# [Task objective]
Please lay out every line from the one containing "Question: What bounding box encloses the wooden boardwalk" down to the end of the rows as a JSON list of strings, with one string per line and blank lines left out.

Dataset items
══════════════════════════════

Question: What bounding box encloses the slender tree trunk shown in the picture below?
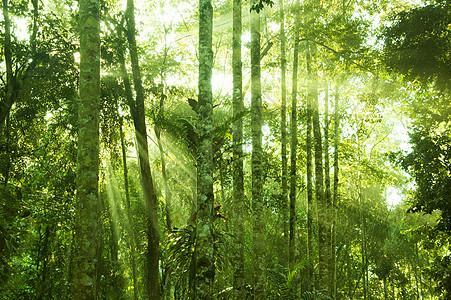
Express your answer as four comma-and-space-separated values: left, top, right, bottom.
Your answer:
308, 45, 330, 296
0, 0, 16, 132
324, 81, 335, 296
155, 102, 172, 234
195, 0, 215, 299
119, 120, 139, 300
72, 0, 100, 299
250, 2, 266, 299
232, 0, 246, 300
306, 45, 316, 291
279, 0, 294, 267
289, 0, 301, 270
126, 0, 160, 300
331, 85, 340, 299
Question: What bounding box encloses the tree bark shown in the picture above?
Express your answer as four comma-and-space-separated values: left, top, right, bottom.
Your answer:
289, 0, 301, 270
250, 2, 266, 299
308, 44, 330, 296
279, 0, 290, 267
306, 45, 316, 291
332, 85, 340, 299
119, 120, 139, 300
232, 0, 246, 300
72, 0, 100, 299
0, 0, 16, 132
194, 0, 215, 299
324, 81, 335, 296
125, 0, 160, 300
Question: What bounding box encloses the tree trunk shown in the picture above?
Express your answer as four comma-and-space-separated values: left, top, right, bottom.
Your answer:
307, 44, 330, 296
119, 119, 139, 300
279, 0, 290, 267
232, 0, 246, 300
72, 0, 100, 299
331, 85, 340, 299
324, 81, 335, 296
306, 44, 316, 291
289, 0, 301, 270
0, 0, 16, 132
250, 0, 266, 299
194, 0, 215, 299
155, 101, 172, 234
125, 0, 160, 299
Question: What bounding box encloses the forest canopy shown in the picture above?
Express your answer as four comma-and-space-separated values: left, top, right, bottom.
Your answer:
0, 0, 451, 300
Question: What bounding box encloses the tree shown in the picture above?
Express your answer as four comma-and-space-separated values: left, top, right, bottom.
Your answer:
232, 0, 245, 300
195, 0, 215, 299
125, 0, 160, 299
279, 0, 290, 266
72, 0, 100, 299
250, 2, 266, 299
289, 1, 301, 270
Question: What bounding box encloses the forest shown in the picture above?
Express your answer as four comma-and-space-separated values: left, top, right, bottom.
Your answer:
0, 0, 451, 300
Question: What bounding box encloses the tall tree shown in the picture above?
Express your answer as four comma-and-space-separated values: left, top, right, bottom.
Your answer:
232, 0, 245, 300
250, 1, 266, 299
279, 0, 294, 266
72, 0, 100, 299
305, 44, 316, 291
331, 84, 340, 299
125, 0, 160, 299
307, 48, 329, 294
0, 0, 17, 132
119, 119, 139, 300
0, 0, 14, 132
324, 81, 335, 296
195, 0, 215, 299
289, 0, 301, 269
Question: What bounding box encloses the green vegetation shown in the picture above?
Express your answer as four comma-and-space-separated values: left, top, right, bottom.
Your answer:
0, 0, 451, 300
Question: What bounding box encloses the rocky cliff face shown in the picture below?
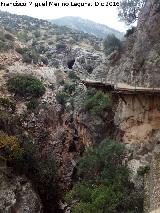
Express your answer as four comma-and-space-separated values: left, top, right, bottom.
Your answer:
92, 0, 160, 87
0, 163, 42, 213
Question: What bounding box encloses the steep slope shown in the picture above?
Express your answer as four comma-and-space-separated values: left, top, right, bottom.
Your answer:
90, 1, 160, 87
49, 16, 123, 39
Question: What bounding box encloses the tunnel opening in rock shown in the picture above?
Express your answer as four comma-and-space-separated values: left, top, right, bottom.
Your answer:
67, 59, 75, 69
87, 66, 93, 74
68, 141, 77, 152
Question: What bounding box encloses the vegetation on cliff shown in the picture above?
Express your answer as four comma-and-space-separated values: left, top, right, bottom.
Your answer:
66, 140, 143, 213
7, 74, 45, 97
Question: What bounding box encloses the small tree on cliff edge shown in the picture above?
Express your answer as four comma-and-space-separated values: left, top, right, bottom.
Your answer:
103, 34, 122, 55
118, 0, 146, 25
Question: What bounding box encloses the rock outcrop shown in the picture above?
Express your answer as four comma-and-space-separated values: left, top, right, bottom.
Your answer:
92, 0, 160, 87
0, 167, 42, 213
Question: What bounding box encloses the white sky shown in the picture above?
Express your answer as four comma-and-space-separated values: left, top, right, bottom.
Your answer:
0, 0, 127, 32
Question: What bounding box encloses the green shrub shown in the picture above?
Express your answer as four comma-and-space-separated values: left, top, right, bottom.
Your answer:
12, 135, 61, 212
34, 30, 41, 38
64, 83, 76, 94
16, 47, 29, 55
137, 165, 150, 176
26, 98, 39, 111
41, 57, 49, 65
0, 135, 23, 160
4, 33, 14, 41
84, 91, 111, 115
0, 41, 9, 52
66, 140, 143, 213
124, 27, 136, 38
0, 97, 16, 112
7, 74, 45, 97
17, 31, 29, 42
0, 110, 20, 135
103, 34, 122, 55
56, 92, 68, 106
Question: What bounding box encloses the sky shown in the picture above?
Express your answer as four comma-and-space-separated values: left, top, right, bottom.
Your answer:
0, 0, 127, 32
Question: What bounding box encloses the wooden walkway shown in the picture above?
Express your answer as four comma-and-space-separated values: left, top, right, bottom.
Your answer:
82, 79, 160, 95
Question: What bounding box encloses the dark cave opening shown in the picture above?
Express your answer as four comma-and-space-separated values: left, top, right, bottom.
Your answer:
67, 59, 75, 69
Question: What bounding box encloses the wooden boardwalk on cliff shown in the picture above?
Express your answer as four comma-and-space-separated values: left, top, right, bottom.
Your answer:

══════════════════════════════

# [Response to the exercise]
[
  "Question: What bounding box encloses the wooden boardwalk on cliff shown in the picture above?",
  "Express your answer as four comma-and-space-separated values: left, top, right, bottom.",
  "Your answer:"
]